Your objective: What do the lines from the one containing "Phrase: woman in yellow top" through the end of the listing below say? Restate them word for word and give nothing else.

Material provided:

-- Opening Marker --

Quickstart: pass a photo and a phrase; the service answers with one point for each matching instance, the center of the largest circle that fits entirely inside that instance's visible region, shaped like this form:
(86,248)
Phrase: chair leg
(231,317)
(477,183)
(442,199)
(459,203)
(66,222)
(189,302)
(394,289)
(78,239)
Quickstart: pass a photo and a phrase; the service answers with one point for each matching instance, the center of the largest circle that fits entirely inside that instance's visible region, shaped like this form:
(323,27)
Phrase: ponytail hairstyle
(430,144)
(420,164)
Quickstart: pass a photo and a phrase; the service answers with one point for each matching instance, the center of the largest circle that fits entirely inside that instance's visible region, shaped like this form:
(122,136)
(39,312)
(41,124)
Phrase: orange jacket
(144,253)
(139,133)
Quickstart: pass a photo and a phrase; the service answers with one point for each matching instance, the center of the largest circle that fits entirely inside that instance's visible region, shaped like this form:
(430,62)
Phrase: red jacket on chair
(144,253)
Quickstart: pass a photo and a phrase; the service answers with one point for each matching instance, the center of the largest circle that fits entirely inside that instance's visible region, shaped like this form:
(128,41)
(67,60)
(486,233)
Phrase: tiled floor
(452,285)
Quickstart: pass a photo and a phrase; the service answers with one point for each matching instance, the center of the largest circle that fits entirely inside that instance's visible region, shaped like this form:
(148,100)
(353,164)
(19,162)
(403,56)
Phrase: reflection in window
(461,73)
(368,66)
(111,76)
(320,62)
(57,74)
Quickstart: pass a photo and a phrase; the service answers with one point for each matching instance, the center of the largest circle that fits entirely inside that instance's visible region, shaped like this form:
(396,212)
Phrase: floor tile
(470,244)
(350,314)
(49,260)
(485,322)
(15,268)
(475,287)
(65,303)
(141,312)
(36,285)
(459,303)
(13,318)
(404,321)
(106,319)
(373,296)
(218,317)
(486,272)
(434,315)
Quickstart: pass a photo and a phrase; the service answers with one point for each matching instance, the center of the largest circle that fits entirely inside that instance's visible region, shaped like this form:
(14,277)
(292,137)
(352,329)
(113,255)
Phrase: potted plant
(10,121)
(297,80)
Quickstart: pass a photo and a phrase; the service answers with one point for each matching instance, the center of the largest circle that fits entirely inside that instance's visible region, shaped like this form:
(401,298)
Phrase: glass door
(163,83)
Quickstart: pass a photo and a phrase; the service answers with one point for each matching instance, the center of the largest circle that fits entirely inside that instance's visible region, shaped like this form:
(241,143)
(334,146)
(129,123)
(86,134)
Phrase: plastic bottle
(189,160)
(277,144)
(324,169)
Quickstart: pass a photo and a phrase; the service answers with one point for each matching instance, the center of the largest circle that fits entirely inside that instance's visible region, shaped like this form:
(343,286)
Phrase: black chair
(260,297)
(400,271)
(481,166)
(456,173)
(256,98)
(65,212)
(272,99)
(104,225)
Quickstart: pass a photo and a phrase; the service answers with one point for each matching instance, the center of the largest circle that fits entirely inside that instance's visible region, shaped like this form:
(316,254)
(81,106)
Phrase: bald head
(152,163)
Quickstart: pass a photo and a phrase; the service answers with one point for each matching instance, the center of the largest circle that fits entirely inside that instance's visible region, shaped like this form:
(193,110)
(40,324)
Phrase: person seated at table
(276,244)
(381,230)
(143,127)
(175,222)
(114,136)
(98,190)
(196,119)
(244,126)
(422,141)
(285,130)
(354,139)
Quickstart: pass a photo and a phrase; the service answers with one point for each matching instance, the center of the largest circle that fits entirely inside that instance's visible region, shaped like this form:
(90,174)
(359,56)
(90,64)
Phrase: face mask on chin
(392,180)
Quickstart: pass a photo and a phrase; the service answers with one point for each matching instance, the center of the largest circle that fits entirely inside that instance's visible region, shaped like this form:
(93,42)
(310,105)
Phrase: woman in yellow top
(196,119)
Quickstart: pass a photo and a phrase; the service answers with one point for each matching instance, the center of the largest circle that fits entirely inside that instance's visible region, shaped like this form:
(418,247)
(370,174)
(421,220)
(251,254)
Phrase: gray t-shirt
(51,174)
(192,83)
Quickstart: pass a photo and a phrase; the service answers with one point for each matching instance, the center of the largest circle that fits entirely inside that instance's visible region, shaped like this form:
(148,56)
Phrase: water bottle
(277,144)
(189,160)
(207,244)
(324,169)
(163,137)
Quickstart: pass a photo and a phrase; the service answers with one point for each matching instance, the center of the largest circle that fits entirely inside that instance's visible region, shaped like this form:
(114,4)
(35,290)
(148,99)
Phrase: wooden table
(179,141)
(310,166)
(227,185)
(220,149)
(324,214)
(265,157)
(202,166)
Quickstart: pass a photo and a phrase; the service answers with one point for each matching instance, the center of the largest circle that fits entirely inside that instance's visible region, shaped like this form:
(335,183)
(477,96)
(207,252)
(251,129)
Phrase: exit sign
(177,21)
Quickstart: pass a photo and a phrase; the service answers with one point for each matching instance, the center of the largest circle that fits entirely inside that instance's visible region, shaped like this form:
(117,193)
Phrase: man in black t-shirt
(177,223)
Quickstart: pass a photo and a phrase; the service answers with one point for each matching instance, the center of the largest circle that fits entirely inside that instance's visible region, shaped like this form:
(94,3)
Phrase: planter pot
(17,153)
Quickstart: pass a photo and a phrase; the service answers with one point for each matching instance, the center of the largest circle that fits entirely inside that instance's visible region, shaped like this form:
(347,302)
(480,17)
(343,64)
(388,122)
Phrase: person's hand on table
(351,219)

-- Closing Marker --

Task result:
Phrase: woman in yellow top
(196,119)
Quickstart: pass a photo and a phrase; the service answers with one point for each matching instance, the center of the largest circle that fits entirely inside that instance's visible region, shaped like this form:
(418,247)
(370,174)
(421,220)
(251,254)
Phrase: gray t-shirt
(51,174)
(192,83)
Quickstart: pass a photo and a phrase; the service answers with one point for each matching instance, the center of the largest circle that fits entirely inside that instance's visible region, shaped like this form:
(148,56)
Phrase: water bottle
(277,144)
(189,160)
(207,244)
(324,169)
(163,137)
Quickstart: pass a photo and a phrase; the service answers with one point for each matching instance, the center of the largest circle that fits entirely inside that instance's visible region, shaped like this form:
(114,4)
(35,290)
(148,99)
Phrase: wooden table
(179,141)
(310,166)
(227,185)
(220,149)
(324,214)
(265,157)
(202,166)
Quickstart: pass a photo and a phrase; the service answers with one point for each matching instance, the center of the largest circle that fits entirely inside that instance's visible region, shaped like this form:
(335,183)
(477,96)
(207,252)
(251,129)
Phrase: exit sign
(177,21)
Quickstart: pass a photo and a phrase; the service answers with one point for each matching instance, the center of the largest circle that fits entirely inside that instance's visible region, shaped like this form:
(117,193)
Phrase: man in black t-shirt
(177,223)
Quickstart: pass a photo and a phrase; the service answers with one point for each matching instance, the center of the largest circle that fits entirely inside that instance's visible region, shaped like this form:
(94,3)
Phrase: planter pot
(17,153)
Quickstart: pass a photo and a phrase; the service answers with one point for each matching instance, the center of the largest circle that fits entirely inside that instance's visible region, shaped like this form:
(347,302)
(480,17)
(343,64)
(388,122)
Phrase: person's hand on table
(351,219)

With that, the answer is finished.